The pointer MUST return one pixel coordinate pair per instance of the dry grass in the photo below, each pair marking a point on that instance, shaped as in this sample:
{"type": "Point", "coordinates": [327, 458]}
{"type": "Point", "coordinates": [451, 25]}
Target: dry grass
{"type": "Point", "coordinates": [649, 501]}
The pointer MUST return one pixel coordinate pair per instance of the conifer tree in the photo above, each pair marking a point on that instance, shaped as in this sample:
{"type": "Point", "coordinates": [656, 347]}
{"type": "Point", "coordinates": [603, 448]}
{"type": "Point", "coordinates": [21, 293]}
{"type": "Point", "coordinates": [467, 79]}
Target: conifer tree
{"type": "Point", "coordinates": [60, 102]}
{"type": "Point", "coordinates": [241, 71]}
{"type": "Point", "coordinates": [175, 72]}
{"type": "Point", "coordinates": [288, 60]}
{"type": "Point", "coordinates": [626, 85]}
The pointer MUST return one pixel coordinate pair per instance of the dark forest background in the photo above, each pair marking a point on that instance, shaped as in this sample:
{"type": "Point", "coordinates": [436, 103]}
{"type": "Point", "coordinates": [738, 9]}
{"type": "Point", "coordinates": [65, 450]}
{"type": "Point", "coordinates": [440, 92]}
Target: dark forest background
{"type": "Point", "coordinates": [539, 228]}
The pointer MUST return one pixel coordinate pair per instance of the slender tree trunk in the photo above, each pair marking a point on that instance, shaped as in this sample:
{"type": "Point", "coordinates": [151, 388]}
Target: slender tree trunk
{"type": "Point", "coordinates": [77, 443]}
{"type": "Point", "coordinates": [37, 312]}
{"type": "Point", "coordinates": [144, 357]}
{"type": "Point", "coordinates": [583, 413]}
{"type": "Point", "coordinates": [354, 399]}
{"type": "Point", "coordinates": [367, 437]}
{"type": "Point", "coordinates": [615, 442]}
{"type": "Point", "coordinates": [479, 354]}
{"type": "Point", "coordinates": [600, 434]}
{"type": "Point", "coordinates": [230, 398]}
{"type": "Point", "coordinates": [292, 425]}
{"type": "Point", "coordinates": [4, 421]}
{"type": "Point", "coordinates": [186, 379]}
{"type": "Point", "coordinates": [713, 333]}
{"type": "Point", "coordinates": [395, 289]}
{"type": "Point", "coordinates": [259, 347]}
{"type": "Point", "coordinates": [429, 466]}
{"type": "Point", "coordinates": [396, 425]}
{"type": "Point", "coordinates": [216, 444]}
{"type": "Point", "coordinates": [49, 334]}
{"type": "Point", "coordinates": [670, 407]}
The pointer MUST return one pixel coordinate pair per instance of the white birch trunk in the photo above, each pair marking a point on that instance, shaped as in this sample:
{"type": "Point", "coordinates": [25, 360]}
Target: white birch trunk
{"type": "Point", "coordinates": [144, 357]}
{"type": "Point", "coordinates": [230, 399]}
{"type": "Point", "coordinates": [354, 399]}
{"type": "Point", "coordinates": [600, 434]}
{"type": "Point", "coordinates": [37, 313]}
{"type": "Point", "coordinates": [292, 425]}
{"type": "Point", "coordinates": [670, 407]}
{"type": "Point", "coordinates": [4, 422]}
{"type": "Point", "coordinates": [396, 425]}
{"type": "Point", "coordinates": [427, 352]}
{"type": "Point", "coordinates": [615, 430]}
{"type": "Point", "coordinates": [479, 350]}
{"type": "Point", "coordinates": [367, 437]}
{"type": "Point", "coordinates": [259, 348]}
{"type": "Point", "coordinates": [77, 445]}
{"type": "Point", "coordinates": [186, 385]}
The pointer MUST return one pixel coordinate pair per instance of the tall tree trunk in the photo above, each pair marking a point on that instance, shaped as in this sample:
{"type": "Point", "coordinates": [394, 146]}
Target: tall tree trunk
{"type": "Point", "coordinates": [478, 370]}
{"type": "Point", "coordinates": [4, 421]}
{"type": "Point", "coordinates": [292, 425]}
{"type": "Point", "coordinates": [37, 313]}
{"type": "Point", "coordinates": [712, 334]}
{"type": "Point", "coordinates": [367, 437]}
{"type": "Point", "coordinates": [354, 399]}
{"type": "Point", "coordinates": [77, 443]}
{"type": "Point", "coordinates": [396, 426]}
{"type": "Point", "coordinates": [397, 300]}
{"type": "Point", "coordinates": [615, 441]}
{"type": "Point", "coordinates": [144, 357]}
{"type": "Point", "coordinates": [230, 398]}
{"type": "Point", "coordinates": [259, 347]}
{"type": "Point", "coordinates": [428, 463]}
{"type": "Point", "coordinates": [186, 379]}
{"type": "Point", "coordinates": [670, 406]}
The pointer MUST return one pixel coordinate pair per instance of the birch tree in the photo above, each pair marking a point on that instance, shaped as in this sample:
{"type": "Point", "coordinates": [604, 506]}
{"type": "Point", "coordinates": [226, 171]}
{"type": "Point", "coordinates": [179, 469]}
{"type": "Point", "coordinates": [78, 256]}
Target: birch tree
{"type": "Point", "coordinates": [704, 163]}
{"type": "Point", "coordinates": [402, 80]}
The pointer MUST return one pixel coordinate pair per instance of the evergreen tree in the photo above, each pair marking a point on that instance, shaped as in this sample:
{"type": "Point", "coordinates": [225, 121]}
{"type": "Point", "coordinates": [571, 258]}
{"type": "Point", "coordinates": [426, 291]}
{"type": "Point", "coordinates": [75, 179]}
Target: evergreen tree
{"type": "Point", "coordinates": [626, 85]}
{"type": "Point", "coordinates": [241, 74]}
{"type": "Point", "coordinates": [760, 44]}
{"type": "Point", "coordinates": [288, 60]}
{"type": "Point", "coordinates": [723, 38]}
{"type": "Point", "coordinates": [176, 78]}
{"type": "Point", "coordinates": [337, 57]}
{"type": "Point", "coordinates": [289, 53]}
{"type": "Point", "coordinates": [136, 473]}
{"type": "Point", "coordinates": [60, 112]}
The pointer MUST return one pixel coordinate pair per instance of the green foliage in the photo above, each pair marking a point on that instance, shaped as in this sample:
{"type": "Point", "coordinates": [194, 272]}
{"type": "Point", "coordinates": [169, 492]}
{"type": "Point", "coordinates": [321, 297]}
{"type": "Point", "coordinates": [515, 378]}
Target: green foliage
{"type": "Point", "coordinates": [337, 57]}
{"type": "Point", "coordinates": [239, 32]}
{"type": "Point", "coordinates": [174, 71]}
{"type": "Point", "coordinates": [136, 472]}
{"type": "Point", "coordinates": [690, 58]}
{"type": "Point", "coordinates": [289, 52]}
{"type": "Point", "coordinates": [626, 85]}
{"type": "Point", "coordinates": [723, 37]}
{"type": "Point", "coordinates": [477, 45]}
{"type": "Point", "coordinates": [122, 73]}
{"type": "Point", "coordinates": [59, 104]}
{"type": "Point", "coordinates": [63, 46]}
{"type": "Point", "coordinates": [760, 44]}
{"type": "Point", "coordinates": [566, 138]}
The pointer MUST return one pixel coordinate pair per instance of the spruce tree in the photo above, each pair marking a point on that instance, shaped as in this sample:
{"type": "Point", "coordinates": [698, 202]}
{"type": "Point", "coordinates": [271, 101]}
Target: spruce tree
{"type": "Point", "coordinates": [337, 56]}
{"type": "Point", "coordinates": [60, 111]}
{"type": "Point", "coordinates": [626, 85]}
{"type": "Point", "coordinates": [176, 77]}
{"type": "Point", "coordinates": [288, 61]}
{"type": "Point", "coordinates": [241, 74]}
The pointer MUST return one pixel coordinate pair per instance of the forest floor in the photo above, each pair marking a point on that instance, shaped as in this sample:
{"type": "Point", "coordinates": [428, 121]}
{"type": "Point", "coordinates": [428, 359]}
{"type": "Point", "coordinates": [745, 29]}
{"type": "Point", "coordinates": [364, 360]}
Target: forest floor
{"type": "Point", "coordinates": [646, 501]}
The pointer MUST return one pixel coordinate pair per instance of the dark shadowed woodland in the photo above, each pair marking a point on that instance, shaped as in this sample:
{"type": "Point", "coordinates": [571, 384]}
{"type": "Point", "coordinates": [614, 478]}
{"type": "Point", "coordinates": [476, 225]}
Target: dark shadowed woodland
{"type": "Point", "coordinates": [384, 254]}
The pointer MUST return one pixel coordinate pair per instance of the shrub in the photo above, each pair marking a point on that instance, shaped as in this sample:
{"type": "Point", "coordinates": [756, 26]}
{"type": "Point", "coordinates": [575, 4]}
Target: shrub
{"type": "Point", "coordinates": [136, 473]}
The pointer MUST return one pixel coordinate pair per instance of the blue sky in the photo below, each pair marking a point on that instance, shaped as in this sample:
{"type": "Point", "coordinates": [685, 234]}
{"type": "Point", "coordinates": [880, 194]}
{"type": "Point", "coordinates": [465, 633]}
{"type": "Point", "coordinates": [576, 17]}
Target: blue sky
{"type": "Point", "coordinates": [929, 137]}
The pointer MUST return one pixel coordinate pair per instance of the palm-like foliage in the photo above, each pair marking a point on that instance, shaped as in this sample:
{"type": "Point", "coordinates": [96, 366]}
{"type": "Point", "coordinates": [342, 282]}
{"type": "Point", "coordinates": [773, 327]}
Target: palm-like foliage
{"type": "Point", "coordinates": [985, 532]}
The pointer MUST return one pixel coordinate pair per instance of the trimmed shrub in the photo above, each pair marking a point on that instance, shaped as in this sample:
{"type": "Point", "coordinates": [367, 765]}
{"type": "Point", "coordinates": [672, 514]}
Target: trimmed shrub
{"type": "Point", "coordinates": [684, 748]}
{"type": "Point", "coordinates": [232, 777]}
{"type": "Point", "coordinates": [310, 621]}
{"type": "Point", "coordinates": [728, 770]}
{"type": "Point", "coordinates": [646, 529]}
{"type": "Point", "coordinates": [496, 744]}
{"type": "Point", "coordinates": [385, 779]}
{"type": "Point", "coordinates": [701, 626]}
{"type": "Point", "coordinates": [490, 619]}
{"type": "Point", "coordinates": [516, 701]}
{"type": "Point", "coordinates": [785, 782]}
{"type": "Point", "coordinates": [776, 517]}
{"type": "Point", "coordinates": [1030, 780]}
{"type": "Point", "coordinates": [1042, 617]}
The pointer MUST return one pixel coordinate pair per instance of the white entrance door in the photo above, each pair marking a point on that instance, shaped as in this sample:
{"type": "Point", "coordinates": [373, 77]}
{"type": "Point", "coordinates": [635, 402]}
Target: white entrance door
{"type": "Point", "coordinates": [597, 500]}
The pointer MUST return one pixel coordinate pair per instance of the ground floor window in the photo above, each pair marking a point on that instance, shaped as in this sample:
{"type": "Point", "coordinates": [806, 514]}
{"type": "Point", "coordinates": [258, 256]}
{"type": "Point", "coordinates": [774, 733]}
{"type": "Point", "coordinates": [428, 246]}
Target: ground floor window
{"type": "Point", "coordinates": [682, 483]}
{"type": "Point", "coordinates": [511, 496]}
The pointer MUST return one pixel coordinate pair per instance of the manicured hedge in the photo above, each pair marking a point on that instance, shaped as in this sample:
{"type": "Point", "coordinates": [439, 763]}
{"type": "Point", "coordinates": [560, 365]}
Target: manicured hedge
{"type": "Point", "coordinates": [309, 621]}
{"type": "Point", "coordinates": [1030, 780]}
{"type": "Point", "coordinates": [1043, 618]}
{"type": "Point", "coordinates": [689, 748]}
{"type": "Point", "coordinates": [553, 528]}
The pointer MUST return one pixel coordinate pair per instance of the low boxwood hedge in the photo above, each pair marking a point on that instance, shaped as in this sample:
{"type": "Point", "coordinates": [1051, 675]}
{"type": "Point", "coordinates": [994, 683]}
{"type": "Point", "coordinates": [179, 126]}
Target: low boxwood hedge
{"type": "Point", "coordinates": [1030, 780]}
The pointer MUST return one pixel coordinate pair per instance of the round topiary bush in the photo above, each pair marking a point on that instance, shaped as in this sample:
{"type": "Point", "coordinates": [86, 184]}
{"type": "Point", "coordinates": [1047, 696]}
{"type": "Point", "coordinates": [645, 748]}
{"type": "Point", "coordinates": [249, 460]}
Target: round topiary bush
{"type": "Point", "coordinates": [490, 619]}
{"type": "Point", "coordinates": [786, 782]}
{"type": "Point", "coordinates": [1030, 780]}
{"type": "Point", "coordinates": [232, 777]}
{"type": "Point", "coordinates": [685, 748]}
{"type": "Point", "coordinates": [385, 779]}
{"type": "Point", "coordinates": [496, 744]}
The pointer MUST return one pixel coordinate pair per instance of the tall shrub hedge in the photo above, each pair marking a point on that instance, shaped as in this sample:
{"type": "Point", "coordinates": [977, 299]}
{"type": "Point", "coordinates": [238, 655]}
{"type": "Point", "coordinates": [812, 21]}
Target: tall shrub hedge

=======

WHAT IS ASKED:
Could you return, word for word, every line of the records from the very first one up to and including the line containing "Target: dry grass"?

RESULT:
The pointer MUST return one pixel coordinate pair per instance of the dry grass in the photo below, each pair marking a point on that instance, shaped as in this sample:
{"type": "Point", "coordinates": [327, 458]}
{"type": "Point", "coordinates": [451, 25]}
Target: dry grass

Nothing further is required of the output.